::: PAGE TEXT :::

We believe that the use of open source is essential. The more open-source applications and APIs exist, the easier it is for programmers to do their work. They are more efficient and effective, and they produce fewer bugs. It also democratizes access to functions that otherwise would be hard to implement. No one wants to code yet another matrix multiplication implementation on processor XYZ. The same is true for a Fourier or Laplace transform – it is hard enough to code, but even more difficult to verify that it is mathematically as correct as the data format supports. As a result, making those functions available will simplify access for everyone. We admit that CUDA has made all of these math functions available, but only to CUDA and therefore NVIDIA users. That is great for NVIDIA as that locks programmers and users in, but it is not great for those that do not have access to NVIDIA products.
Q. With offices in both Silicon Valley and Germany, how do you leverage the strengths of these locations to drive innovation and meet the needs of your global customers?

:::

* _WORK INSTRUCTION A_: List every mathematical function or operation that the passage on open source names as an example.
* _WORK INSTRUCTION B_: Write the next part of the passage on open source, starting right after its final question.
The dataset items have no connection to the passage on open source.

::: DATA EXCERPTS :::

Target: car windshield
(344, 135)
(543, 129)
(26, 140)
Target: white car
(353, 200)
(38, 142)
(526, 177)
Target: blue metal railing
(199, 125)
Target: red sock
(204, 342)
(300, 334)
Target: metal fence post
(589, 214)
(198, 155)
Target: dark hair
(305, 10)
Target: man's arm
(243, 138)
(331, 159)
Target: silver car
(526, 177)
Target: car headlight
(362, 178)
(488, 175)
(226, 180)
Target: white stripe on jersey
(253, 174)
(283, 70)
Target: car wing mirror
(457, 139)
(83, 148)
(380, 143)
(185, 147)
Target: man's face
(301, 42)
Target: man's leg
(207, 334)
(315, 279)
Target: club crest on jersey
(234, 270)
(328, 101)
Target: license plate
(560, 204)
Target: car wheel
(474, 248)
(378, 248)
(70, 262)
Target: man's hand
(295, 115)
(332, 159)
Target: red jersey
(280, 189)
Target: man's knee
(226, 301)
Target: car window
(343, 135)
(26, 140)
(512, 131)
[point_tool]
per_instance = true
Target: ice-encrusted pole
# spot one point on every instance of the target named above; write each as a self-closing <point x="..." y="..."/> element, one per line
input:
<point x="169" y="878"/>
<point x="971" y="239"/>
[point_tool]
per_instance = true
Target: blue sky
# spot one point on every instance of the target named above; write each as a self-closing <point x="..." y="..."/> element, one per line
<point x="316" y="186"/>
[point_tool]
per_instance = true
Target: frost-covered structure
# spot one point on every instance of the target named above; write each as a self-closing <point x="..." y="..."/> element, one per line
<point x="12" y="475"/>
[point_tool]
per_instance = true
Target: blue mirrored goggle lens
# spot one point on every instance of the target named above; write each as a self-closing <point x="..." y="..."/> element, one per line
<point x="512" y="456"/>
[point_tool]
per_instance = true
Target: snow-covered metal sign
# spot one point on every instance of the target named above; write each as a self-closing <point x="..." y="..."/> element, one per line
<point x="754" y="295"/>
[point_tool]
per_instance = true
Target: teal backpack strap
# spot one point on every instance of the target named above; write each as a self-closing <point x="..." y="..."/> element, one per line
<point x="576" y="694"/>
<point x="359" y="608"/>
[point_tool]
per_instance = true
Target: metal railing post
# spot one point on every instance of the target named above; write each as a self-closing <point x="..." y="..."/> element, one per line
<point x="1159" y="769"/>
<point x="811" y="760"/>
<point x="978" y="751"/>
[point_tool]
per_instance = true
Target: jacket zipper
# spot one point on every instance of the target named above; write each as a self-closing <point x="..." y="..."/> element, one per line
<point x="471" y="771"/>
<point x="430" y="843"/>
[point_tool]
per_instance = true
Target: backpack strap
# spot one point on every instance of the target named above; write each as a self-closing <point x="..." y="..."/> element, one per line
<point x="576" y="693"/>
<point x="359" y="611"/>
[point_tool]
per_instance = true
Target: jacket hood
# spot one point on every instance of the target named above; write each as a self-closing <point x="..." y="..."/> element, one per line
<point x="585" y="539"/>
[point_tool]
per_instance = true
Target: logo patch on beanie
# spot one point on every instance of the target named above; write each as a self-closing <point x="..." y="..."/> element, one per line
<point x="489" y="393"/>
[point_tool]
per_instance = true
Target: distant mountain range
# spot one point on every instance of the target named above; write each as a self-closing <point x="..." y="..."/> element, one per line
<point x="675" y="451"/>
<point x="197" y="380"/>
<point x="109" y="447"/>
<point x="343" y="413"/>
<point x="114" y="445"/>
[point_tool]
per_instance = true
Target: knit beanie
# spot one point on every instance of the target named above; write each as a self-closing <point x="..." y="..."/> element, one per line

:::

* _OUTPUT A_: Matrix multiplication, the Fourier transform, and the Laplace transform.

* _OUTPUT B_:
We are certain that the largest markets for infrastructure AI and for High Performance Compute are in the US and in Europe, and I do not think that this is going to change any time soon. There is also the question of talent. Certain talent is very hard to come by in Silicon Valley these days – it either does not exist anymore, or is very expensive. In Europe, we see pockets of talent in those areas that we need, at very reasonable levels of cost to us. That also shortens the feedback look with customers from Europe. If they need a certain feature, they can directly contact our German office, and they can translate that directly into product features, whether in hardware or in firmware.
Q. Can you provide examples of specific applications or industries that have benefited from your high-density memory subsystems and processors?
As the term may imply, we see lots of demand in AI, particularly in Generative AI in the backend, and there very specifically in training using Large Language Models, or LLMs. Another huge trend is what industry experts call digital twins. A digital twin is a representation of a system inside a computer, taking all of the interactions within that system and between the system and the outside into consideration. We have seen requirements in a Petabyte range for relatively small digital twins that have a very large solution space and that interact via very many channels with the outside.
Q. What does the future hold for your company and its customers? Are exciting things on the way?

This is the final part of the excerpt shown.